Begin SOURCE PASSAGE

Who was Milton Brown?

Milton Brown – the Father of Western Swing

On the evening of September 19, 1932, Milton Brown and his Musical Brownies broadcast their first show on Fort Worth’s KTAT Radio. Brown had played his last show as a member of Fort Worth’s Light Crust Doughboys only two days earlier. Over the next four years, this group would create the style of music we now know as western swing.

 In 1932, the Light Crust Doughboys were Texas’ best known string band. Their daily noontime broadcast on Fort Worth’s WBAP radio and their numerous personal appearances throughout the state as representatives of the Burrus Mills and Elevator Company‘s Light Crust Flour brand had made them, in less than two years, a household name throughout the state. The Doughboys brought an exciting new sound to Texas combining Bob Wills’ breakdown fiddle style with the beat of New Orleans style ‘hot bands’ with its heavier rhythm and more contemporary sound. Most Texas string bands of the time were instrumental groups, so Brown’s smooth, sophisticated vocals were a major departure from both the string band tradition and the ‘dry and dusty sound’ of the original cowboy singers most often heard on local radio programs.

Despite the presence of Milton Brown and Bob Wills, there are a couple of reasons that the original Light Crust Doughboys should not be considered the first western swing band: a defining element of Western Swing is improvisation – and while Bob Wills was a fine breakdown fiddler who loved jazz, he could not improvise. (The Doughboys later developed into a fine western swing band, of course, and Wills’ later groups invariably included fiddle players who were adept improvisers). The other reason is that western swing is dance music, and the Light Crust Doughboys did not perform in bars or dancehalls. Their employer, W. Lee “Pappy” O’Daniel felt that it would give Light Crust Flour a bad name if the group was associated with those types of places. (This didn’t mean that the members of the Doughboys didn’t play dances – it simply meant that they didn’t play dances as the Light Crust Doughboys. O’Daniel’s stricture against playing for dances was a bone of contention between the musicians and their employer, and O’Daniel’s edict played a role in both Brown’s decision to leave and, some months later, in Bob Wills’ departure.

End SOURCE PASSAGE
Begin SUPPLIED DATA

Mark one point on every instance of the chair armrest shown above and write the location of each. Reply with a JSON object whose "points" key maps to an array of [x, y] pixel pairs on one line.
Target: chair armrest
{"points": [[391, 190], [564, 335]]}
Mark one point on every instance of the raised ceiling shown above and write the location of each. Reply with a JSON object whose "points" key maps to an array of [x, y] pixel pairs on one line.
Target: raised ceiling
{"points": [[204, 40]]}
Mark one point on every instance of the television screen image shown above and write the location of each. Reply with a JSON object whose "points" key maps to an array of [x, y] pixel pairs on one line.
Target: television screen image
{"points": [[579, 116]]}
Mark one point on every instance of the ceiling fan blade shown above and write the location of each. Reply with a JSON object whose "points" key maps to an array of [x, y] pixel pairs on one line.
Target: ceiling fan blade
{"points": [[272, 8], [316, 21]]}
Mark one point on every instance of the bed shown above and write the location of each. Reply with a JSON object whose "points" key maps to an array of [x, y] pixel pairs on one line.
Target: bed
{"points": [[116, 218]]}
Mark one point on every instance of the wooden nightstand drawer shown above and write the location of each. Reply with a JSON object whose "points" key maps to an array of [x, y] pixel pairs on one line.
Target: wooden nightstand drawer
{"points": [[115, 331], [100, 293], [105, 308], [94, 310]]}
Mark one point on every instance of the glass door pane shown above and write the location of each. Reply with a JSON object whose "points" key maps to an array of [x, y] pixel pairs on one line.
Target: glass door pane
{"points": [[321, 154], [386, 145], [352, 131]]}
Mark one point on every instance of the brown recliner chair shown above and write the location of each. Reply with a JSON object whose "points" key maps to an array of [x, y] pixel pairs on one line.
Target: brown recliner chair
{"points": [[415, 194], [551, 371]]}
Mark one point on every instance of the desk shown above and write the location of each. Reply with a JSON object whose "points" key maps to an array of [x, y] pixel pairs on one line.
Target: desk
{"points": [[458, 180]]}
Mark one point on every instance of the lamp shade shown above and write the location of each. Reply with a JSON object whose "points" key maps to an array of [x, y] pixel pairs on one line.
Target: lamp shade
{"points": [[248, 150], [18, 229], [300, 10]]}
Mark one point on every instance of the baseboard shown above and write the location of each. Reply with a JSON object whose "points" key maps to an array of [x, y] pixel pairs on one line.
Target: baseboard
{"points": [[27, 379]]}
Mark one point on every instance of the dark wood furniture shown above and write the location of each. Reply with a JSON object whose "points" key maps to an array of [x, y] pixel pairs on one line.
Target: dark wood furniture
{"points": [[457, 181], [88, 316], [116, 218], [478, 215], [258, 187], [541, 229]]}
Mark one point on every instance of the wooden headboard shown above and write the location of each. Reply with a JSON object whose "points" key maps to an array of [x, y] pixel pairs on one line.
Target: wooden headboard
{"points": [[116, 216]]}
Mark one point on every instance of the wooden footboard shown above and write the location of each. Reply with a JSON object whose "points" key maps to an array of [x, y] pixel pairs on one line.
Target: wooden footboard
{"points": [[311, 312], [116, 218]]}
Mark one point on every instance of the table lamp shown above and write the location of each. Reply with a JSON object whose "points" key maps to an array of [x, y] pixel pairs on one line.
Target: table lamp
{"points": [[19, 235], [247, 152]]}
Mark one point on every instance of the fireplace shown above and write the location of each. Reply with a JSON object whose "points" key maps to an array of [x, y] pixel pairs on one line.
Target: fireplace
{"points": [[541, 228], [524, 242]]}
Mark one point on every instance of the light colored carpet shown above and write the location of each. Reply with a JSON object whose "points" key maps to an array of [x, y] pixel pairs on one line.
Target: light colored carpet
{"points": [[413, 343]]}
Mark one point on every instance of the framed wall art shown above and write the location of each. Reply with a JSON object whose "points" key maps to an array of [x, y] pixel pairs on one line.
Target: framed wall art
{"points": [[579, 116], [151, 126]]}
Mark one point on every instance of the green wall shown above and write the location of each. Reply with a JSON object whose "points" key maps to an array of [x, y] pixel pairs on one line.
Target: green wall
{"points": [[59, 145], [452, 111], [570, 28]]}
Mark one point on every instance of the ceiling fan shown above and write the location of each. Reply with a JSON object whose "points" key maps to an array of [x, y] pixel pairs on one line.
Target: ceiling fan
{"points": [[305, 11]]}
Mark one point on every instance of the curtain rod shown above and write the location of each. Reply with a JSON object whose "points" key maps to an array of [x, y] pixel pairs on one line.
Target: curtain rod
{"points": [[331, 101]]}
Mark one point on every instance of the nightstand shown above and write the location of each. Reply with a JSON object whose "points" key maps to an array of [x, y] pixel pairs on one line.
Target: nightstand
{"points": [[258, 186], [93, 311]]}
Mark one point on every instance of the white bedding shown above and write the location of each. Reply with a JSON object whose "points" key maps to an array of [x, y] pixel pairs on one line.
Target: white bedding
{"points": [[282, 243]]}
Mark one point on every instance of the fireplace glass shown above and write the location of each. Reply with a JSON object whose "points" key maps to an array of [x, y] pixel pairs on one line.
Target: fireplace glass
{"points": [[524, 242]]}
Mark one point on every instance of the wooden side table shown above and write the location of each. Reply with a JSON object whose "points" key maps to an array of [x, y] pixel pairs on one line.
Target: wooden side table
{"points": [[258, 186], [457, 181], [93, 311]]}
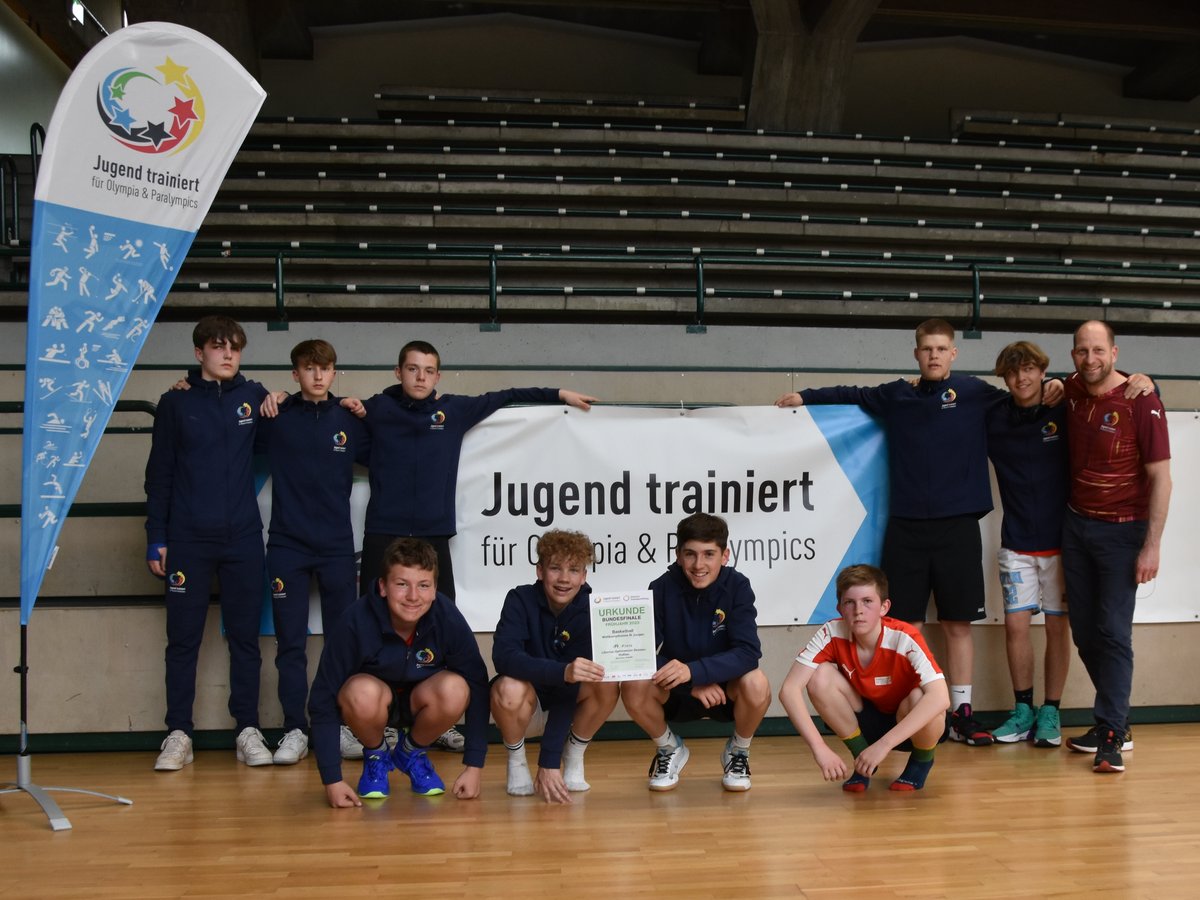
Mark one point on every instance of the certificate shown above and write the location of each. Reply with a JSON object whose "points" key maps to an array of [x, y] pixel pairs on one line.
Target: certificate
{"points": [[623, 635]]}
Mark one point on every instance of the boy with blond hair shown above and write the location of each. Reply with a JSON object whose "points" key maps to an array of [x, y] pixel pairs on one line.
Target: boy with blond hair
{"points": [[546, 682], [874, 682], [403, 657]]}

End SUPPLIED DATA

TO DO:
[1] Translate this sentence from the Milton Brown passage into Spanish: "Over the next four years, this group would create the style of music we now know as western swing."
[2] Pick up the Milton Brown passage after its last sentence and keep writing it.

OUTPUTS FOR THE TASKS:
[1] Durante los cuatro años siguientes, este grupo crearía el estilo de música que hoy conocemos como western swing.

[2]
The Musical Brownies built on the Doughboys’ string band tradition but added a number of seemingly disparate elements – old fiddle tunes, the popular music of the day, ethnic music from Texas’ German, Czech, and Hispanic communities, blues and jazz from the African-American tradition and above all, a strong dance beat – melding them into a unified whole. Above all, the Musical Brownies also added the element of improvisation, the lynchpin of western swing, to their performances.

The Musical Brownies developed not only the instrumentation that would characterize western swing as we know it, they developed the basic repertoire of the style. The Musical Brownies were the first string band to add a piano (Fred “Papa” Calhoun in the fall of 1932), the first to use twin fiddles (Jesse Ashlock and Cecil Brower by early 1933) and the first to use an electric steel guitar (Bob Dunn, in late 1934).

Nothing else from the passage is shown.